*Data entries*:
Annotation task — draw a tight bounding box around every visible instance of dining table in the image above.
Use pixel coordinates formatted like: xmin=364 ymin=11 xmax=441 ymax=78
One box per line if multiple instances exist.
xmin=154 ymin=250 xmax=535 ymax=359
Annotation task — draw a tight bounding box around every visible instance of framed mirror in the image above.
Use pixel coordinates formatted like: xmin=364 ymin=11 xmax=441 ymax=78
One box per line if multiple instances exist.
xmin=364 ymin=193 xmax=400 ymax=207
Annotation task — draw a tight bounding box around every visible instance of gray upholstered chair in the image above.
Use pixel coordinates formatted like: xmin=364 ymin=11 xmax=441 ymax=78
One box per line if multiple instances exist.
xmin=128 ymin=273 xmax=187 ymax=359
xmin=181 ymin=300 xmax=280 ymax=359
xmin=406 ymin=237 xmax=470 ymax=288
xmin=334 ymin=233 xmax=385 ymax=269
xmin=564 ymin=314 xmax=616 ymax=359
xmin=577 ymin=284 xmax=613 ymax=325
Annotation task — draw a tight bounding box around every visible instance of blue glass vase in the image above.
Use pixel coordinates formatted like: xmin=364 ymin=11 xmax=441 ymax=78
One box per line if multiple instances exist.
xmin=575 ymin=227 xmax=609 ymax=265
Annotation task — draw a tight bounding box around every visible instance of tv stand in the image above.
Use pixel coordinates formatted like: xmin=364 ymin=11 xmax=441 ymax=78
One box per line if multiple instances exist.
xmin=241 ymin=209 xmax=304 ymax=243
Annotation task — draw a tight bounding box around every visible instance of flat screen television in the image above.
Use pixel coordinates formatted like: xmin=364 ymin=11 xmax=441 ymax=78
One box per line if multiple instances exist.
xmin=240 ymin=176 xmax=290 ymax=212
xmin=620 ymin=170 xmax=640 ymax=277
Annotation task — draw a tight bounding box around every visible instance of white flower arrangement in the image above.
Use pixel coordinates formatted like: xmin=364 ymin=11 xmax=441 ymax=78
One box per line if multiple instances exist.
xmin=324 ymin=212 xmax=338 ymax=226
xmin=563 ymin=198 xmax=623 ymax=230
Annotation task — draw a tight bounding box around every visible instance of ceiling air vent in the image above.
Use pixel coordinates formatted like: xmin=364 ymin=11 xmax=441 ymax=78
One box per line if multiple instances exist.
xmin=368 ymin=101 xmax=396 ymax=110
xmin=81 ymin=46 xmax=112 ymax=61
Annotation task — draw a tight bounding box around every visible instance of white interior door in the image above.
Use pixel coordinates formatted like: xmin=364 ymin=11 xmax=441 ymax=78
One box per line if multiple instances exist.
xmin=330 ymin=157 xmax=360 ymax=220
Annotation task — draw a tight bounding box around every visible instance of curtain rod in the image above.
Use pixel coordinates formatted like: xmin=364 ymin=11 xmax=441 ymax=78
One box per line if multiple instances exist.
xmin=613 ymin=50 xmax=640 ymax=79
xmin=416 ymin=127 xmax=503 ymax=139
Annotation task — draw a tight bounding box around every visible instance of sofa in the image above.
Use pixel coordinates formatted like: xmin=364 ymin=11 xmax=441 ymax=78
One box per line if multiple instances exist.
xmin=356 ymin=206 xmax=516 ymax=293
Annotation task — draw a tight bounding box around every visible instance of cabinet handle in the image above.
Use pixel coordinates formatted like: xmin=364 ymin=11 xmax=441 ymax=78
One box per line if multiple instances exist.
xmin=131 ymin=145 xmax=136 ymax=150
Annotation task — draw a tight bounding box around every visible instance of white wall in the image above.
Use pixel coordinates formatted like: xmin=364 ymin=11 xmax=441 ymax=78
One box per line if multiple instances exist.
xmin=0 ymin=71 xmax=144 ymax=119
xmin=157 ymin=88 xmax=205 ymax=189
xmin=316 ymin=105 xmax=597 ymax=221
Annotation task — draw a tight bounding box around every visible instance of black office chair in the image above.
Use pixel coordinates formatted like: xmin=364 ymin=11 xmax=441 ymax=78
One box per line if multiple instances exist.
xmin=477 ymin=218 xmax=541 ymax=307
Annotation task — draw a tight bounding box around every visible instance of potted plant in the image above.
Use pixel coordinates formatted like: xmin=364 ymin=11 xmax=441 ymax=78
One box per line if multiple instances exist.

*WORK INSTRUCTION*: Only a number is expected here: the count of lines in the records above that include the word "chair".

*WRITTEN REPLY*: 2